● What to do: Please repeat, word for word, the lines of the data below, from the line with "locate the leafy bush in the photo above" to the line with "(1289, 645)", including both of those lines.

* begin *

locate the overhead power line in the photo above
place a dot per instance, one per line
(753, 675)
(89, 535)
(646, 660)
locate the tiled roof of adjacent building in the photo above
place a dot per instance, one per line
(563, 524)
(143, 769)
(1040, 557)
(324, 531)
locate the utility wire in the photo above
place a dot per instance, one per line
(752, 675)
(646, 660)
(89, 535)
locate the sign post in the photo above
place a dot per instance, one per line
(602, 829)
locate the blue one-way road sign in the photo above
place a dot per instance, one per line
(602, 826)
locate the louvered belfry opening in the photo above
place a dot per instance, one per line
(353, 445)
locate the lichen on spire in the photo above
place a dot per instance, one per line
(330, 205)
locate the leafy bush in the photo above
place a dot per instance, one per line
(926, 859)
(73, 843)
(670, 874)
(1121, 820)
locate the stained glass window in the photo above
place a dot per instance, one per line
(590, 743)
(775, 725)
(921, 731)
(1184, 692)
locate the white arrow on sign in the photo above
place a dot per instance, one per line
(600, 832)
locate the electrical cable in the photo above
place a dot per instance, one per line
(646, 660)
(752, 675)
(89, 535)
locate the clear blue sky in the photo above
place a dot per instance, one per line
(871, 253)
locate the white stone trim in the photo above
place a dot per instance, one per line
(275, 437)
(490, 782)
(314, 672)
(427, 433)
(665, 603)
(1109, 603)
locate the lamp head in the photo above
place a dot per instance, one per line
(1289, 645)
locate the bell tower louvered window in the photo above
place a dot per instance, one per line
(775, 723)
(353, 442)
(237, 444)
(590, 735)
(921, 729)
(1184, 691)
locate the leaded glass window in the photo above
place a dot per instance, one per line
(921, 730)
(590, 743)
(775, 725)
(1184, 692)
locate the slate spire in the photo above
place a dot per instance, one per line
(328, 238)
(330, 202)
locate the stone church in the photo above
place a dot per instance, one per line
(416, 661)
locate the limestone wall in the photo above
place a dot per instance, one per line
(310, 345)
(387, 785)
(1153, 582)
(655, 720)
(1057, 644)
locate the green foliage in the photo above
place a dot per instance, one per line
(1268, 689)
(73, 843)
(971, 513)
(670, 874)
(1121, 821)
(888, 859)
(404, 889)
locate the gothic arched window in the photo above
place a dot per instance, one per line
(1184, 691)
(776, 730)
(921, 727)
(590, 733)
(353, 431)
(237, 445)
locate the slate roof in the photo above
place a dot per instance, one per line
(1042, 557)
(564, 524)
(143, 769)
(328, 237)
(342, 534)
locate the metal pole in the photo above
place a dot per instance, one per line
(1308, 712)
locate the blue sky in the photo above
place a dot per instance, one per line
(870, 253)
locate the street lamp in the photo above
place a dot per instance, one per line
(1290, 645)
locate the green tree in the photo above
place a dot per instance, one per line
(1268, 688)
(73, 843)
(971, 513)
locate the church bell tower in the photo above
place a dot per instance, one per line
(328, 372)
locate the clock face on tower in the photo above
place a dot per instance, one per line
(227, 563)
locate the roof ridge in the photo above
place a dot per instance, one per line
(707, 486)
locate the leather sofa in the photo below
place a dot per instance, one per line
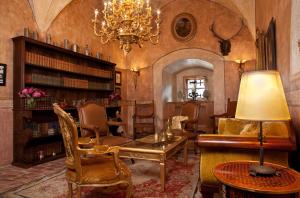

* end *

● Task result:
locate the leafy bush in the photo above
place a dot per instance, one per line
(926, 859)
(73, 843)
(670, 874)
(1121, 820)
locate the stained glass window in the photo above
place a dot per instance, one per line
(590, 743)
(775, 725)
(921, 731)
(1184, 692)
locate the white arrow on sign in the photo above
place a dot per instance, one per line
(600, 832)
locate the electrical cable in the photo above
place a dot per instance, one per line
(646, 660)
(752, 675)
(89, 535)
locate the clear blue sky in the photo above
place a dot per instance, one per line
(871, 253)
locate the white stone trim in the photo above
place a dot per instance, one per line
(275, 437)
(490, 782)
(314, 672)
(427, 433)
(665, 603)
(1109, 603)
locate the lamp head in the photo above
place a dot per instance, one per line
(1289, 645)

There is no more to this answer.